>> Start Provided passage

# Mileage Deduction



## Williemo22

I'm about to get started driving in Austin. Has anyone claimed the mileage deduction to recoup some of the fuel expenses?


----------



## Droosk

You can claim the standard IRS mileage deduction of 56 cents a mile. This is designed to cover all expenses related to operating the vehicle for commercial purposes.


----------



## LAuberX

Log every mile the app is on. 

You are running a business, you will get a 1099 with income reported to the IRS.


----------



## UberOKC

My CPA deducts my mileage, cell phone, and misc office supplies and items I by for my customer's use.


----------



## Williemo22

Thanks for the replies y'all. I also found an IRS publication that sets out the mileage deduction. Prior to this "cars for hire" were excluded. 

I can't post it yet, so give me a couple of likes and I'll post it.


----------



## Arthur

Wow! So you can now legally operate as a Uber Driver in Austin?


----------



## Williemo22

Yep


----------



## gman

LAuberX said:


> Log every mile the app is on.
> 
> You are running a business, you will get a 1099 with income reported to the IRS.


Not just miles the app is on. Let's say you start ubering from your home and eventually end up in bum **** Egypt somewhere. You don't want to uber in BFE so you turn the app off and drive home. All those miles are deductible.


----------



## Williemo22

Gman, that is what is was thinking, that the miles to get to your passenger and back to your house would be deductible.


----------



## LAuberX

gman said:


> Not just miles the app is on. Let's say you start ubering from your home and eventually end up in bum **** Egypt somewhere. You don't want to uber in BFE so you turn the app off and drive home. All those miles are deductible.


From the time I leave my driveway until I get back home my app is on and I am seeking work. That's my story and I'm sticking to it.


----------



## Fauxknight

Williemo22 said:


> Gman, that is what is was thinking, that the miles to get to your passenger and back to your house would be deductible.


If you are running the app and willing to accept rides then those miles are deductible. I'm pretty sure non-app miles can be deducted as well as long as it's simply repositioning for the job. Basically you can't normally deduct miles to get to and from work and your house, but since your vehicle is your work you start the mileage count as soon as you get in your vehicle to work.

>> End Provided passage

§ **Stated exercise**
Quote the mileage deduction thread word for word, from "You can claim" up to and including "for commercial purposes.".

>> Start Given information

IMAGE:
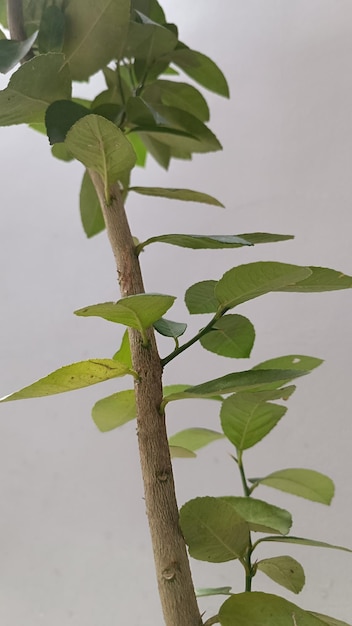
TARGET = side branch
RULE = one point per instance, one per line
(171, 562)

>> End Given information

§ **Output**
You can claim the standard IRS mileage deduction of 56 cents a mile. This is designed to cover all expenses related to operating the vehicle for commercial purposes.